• [작업 지시]: 아래 목록에서 "pixel 232 475."이 들어 있는 줄로 시작해 "pixel 651 381"가 들어 있는 줄로 끝나는 부분을 양 끝 줄까지 포함해 한 글자도 바꾸지 말고 옮겨 적으세요.

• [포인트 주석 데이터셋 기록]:

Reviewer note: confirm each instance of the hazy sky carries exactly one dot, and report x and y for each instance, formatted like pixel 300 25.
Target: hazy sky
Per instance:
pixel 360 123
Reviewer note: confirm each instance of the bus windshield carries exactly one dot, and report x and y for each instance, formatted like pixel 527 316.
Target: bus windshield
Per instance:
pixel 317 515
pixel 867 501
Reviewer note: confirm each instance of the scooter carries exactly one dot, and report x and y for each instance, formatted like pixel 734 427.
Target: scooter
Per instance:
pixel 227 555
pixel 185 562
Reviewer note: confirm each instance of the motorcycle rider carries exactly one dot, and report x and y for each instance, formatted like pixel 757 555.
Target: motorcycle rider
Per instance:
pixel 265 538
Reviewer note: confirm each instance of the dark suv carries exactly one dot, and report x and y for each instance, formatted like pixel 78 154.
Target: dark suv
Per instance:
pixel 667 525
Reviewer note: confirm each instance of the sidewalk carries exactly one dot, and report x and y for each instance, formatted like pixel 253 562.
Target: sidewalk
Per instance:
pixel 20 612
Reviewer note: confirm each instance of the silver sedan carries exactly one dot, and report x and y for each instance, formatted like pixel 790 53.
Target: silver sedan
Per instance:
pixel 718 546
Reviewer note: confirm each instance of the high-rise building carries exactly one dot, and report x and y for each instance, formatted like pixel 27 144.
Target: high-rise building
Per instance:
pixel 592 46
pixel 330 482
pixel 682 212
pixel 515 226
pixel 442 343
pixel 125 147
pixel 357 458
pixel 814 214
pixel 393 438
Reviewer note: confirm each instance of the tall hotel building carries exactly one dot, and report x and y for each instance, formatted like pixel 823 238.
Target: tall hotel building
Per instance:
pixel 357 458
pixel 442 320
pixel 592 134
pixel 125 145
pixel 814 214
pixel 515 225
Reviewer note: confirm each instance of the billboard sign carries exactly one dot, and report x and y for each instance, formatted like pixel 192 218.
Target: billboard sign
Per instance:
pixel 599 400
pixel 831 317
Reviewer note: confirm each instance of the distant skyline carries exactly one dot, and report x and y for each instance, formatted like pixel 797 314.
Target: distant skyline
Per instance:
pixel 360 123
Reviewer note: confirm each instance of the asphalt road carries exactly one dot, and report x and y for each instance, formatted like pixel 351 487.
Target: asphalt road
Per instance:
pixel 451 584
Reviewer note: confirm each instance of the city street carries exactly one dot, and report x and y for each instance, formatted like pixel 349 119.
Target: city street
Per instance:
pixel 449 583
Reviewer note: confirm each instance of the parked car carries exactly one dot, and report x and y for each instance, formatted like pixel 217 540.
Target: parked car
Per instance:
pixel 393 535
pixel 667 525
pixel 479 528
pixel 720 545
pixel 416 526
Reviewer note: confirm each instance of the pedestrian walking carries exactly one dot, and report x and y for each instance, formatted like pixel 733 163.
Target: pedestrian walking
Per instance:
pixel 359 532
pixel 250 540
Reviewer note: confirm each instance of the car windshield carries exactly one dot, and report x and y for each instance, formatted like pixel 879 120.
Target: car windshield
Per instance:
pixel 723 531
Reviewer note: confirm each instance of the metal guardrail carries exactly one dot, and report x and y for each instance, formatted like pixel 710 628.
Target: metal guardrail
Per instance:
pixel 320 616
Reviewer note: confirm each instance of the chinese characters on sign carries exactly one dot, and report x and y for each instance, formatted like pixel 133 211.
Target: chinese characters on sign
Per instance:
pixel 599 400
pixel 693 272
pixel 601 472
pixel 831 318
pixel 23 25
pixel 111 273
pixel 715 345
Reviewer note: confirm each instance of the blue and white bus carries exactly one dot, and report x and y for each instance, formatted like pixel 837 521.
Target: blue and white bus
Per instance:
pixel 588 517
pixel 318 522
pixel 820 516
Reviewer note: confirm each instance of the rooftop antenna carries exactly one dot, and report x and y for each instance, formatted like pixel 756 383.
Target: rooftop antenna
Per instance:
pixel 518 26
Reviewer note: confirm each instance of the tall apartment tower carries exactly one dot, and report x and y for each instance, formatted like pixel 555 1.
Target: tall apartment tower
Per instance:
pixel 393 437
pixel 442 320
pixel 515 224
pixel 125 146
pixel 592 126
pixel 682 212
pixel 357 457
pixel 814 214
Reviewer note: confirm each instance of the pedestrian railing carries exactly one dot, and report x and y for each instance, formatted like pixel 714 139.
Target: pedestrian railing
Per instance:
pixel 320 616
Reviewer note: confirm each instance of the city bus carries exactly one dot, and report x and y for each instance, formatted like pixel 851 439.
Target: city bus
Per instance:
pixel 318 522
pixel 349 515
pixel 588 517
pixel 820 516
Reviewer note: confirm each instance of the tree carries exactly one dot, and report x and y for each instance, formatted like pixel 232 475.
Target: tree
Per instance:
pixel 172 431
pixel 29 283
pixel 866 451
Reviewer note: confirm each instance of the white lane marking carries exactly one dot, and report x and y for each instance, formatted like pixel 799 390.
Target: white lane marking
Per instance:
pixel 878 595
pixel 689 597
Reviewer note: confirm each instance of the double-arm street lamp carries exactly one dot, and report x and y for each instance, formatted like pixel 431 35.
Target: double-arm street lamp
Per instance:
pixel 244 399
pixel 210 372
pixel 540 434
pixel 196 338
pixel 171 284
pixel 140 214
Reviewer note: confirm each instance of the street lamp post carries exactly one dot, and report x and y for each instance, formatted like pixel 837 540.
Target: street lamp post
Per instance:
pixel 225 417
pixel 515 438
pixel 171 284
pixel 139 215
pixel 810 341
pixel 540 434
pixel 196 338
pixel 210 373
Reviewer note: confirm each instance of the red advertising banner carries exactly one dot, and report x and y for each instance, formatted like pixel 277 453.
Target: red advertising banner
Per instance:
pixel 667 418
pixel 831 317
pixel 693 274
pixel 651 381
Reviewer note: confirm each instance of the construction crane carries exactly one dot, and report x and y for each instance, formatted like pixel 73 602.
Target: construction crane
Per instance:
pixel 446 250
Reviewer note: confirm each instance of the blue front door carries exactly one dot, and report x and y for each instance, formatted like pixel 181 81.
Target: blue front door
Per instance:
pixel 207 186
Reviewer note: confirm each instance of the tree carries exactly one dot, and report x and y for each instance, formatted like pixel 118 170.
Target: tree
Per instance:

• [전체 응답]:
Reviewer note: confirm each instance of the tree carries exactly one dot, and report x and y for each instance, formatted like pixel 232 475.
Target: tree
Per instance:
pixel 172 431
pixel 29 283
pixel 866 451
Reviewer note: confirm each instance of the white lane marking carries exactly one dot, and report x and y for each instance, formatted like pixel 799 390.
Target: white lane marking
Per instance:
pixel 878 595
pixel 689 597
Reviewer note: confirm each instance of the double-arm street lamp carries exactly one dot, and report x and y for each instance, formatted like pixel 431 35.
Target: double-arm street lamp
Per instance:
pixel 244 399
pixel 210 372
pixel 540 434
pixel 196 338
pixel 171 284
pixel 140 214
Reviewer note: confirm each instance of the street lamp post carries exactly one dot, and report x and y for each instance, formatted like pixel 837 540.
Target: street lamp post
Per instance:
pixel 225 417
pixel 515 438
pixel 171 284
pixel 139 215
pixel 810 341
pixel 540 434
pixel 196 338
pixel 210 373
Reviewer note: confirm each instance of the red advertising banner carries exactly one dot, and report x and y for each instance, formatted like pixel 277 453.
Target: red advertising banner
Per instance:
pixel 667 418
pixel 831 317
pixel 693 274
pixel 651 381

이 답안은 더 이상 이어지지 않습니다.